▶ [TASK DESCRIPTION] Please write the next part of the article on Bengaluru's polluted lakes, picking up after its final sentence and leaving the listing aside.

▶ [DOCUMENT EXTRACT]
- - - -
BENGALURU • Once known as a city of lakes, Bengaluru is now getting noticed for how polluted they are. One of them, Bellandur lake, has become so dirty that it periodically catches fire.
Experts warn that while other lakes in Bengaluru may not announce their pollution as spectacularly, it can be indirectly gauged, for example, by observing the high levels of heavy metals in crops grown using their waters.
Dr Priyanka Jamwal, 38, a researcher at the Ashoka Trust for Research in Ecology and the Environment (Atree) in Bengaluru, explained that the lakes in the city are actually man-made structures that were built for the specific purpose of storing water.
She said that as the city grew, urban planners decided to source water from the Cauvery river nearly 100km away - and this was one of the root causes of the pollution contaminating the city's water bodies.
"When you import such a large quantity of water, where does the waste water go? Because after using this water, waste water is just directly let out into the channels."
Dr Jamwal said Bengaluru was essentially built on top of three valleys, namely the Hebbal, Koramangala-Challaghatta and Vrishabhavathi.
She added that traditionally, when water flowed into reservoirs situated higher up in the valleys, the excess would be channelled through storm water drains to the next reservoir in the series. However, with so much sewage flowing into each reservoir, the excess was now overflowing and contaminating the next lake in the series.
This lake's water is used by villages for irrigation purposes and it contains heavy metals and other stuff because there are industrial areas here.
DR PRIYANKA JAMWAL, a researcher at the Ashoka Trust for Research in Ecology and the Environment in Bengaluru, on the health implications of the toxic, foaming water in the Byramangala Lake.
The municipal authorities attempted to solve the problem by building bypass channels to ensure that sewage would not cascade from lake to lake. However, what this did was channel all the waste to the last lakes in the series, one of which is Bellandur.
The toxic, foaming water has health implications, said Dr Jamwal, who pointed to a study she conducted in the Vrishabhavathi Valley, where the final lake in the series of reservoirs is the Byramangala.
- - - -
▶ [STUDY MATERIAL]
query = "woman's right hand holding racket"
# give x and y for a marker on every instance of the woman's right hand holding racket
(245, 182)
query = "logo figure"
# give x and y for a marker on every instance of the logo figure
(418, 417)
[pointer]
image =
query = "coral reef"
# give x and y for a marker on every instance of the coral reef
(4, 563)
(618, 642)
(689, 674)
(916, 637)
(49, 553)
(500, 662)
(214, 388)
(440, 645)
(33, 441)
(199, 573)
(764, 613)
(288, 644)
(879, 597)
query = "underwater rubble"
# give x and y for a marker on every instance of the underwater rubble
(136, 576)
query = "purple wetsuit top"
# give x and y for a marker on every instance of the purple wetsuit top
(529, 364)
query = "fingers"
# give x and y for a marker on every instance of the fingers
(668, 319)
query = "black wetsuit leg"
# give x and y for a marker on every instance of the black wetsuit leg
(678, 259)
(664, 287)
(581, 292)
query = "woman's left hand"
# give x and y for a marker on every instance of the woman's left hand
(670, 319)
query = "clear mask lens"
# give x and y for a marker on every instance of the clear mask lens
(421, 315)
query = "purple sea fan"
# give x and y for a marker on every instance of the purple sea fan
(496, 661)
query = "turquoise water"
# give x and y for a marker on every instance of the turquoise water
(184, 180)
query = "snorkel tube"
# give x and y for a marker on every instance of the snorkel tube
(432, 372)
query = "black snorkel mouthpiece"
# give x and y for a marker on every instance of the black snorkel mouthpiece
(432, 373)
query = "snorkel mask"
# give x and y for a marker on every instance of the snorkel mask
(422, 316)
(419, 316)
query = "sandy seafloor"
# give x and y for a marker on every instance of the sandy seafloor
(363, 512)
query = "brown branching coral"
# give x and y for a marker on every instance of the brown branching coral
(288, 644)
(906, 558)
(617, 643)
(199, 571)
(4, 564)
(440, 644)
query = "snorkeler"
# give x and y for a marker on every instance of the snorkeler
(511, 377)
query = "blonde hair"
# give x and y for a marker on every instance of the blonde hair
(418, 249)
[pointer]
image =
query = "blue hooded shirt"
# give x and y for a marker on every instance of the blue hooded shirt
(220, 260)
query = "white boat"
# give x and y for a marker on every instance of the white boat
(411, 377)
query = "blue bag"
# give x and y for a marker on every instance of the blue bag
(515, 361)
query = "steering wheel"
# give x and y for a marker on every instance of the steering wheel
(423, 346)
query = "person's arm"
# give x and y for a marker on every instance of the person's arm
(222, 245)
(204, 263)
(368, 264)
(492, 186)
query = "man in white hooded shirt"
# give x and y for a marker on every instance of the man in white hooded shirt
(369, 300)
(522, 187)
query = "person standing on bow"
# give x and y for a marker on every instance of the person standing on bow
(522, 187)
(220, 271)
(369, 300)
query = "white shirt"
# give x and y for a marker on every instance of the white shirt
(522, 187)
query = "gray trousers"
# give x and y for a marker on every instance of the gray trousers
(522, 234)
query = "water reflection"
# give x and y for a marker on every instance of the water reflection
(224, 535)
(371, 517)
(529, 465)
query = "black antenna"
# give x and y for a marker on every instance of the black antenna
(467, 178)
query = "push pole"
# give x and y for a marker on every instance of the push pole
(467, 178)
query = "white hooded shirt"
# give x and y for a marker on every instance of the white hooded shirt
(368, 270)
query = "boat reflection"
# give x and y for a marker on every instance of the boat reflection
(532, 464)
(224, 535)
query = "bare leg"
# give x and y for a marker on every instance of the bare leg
- - - -
▶ [REPLY TO THE TASK]
"This lake's water is used by villages for irrigation purposes and it contains heavy metals and other stuff because there are industrial areas here."
The water is so toxic that even milk produced in the area contains heavy metals.
The rapid expansion of Bengaluru in recent decades has also had a disastrous effect on its lakes, with unscrupulous builders, motivated by skyrocketing real estate prices, building over the city's water bodies. They often connive with the local authorities to do this and when it rains in Bengaluru, floods often follow as the water has nowhere to go.
Prominent Bengaluru water activist Vishwanath Srikantaiah said every growing city experiences problems with water quality during its life cycle and that work is under way to restore the lakes.
"We are at a trough in that process and it's a very bad time. But there are signs of many of the lakes being revived with citizen participation. These could be examples for other lakes to follow and for other cities in India to follow," he said.
Another Atree fellow, Dr Veena Srinivasan, 44, agreed that it is not too late for Bengaluru's lakes.
"I think it's not an irreversible problem because that much of sewage is generated every day. So in a sense if you think about the lakes, they probably have 60-80 days' worth of storage.
"That's how many days of equivalent sewage the lakes hold, which means that if you started treating every last drop of sewage in the city tomorrow, it would take only a few months for the lakes to get cleared out," she explained.
"It's not like there will be a legacy issue that stays for 50 years."